News Archives

Monday, November 28, 2016

German Government Not on Same Page as DPAs

Germany has traditionally been viewed as the European country with the most rigorous data protection laws and culture.  However, privacy developments during November were of a decidedly mixed character.  On the one hand, the data protection authorities in ten German states initiated a coordinated mass audit of 500 randomly-selected companies, focusing upon their data transfer policies and practices.  Companies still relying upon Safe Harbor as a basis for data transfers to the U.S. would likely see enforcement actions brought against them.  Enforcement actions by individual DPAs also continued, for example the fining of an unnamed company by the Bavarian DPA for appointing a data protection officer who continued in his role as IT manager.

_RECORDED DATA_.
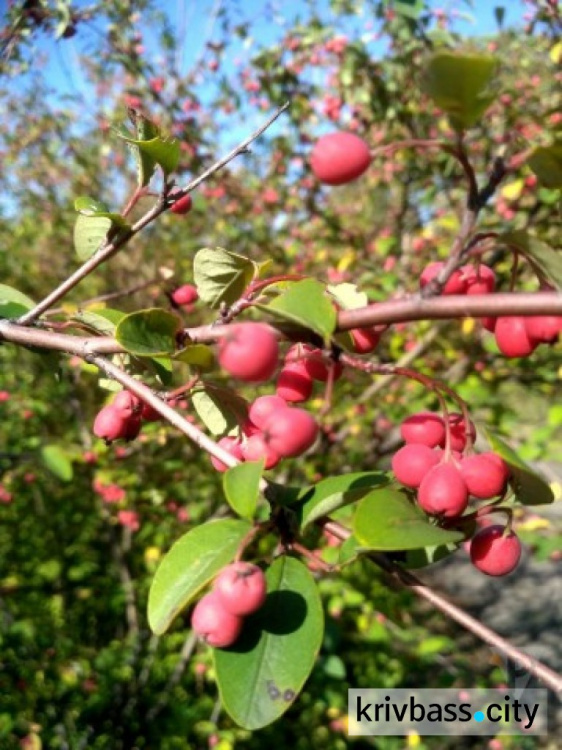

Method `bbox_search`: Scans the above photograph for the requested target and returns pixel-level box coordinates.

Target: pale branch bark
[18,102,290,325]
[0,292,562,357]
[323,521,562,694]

==

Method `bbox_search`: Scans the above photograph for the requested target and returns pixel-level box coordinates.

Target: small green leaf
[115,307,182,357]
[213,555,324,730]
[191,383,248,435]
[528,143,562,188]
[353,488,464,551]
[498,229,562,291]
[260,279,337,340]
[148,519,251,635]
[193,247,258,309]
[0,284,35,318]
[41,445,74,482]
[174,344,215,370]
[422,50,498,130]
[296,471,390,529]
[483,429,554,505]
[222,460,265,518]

==

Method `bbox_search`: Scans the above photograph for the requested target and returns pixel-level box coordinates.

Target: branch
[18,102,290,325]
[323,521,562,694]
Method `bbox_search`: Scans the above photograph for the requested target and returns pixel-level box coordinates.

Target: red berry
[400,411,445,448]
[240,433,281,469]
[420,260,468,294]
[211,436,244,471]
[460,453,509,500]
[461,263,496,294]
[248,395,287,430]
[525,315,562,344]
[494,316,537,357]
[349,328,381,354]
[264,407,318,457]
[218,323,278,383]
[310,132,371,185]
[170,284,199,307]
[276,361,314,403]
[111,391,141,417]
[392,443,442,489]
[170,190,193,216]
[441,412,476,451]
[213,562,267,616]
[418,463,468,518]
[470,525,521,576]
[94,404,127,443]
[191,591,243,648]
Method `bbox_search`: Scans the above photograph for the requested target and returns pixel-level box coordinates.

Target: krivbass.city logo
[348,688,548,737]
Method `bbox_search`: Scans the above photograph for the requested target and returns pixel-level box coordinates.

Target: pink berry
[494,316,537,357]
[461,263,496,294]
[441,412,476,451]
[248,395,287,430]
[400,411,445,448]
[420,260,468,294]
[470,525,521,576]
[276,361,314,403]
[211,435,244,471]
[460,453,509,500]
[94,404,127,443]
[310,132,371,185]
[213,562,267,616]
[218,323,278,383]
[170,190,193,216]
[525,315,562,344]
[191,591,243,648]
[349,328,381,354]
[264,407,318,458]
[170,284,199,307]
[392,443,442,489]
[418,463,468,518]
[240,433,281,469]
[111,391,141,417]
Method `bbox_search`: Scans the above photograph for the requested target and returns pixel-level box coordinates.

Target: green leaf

_STUDY QUESTIONS_.
(a) In the news item on German data protection, how many companies were selected for the coordinated mass audit?
(b) Continue the news item on German data protection developments in November 2016, starting after its last sentence.

_TASK RESPONSES_.
(a) 500 randomly selected companies.

(b)
On the other hand, the German interior ministry released the draft of a bill that would prevent DPAs from investigating breaches of medical and legal records and also allow businesses to withhold notice about personal data they collected if such notice “would seriously jeopardize the business purposes of a company.”  Theo Weichert, the out-spoken former DPA for Schleswig-Holstein, called the provisions a “disaster” that would represent a “massive” erosion of privacy in Germany, while the federal DPA, Andrea Vosshoff, said they would make DPA control “in many sensitive areas, for instance health insurance companies, job centers, or other social service operators, almost impossible, and is not acceptable." Other criticisms of the draft bill were prominent in an analysis published by federal and state DPAs on November 11.  Finally, in a sign of what appears to be a growing cultural bifurcation, Chancellor Angela Merkel called upon EU member states to take “a pragmatic approach” to the application of data protection laws, balancing the need to prevent the mis-use of personal data with the need to enable the development of big data projects.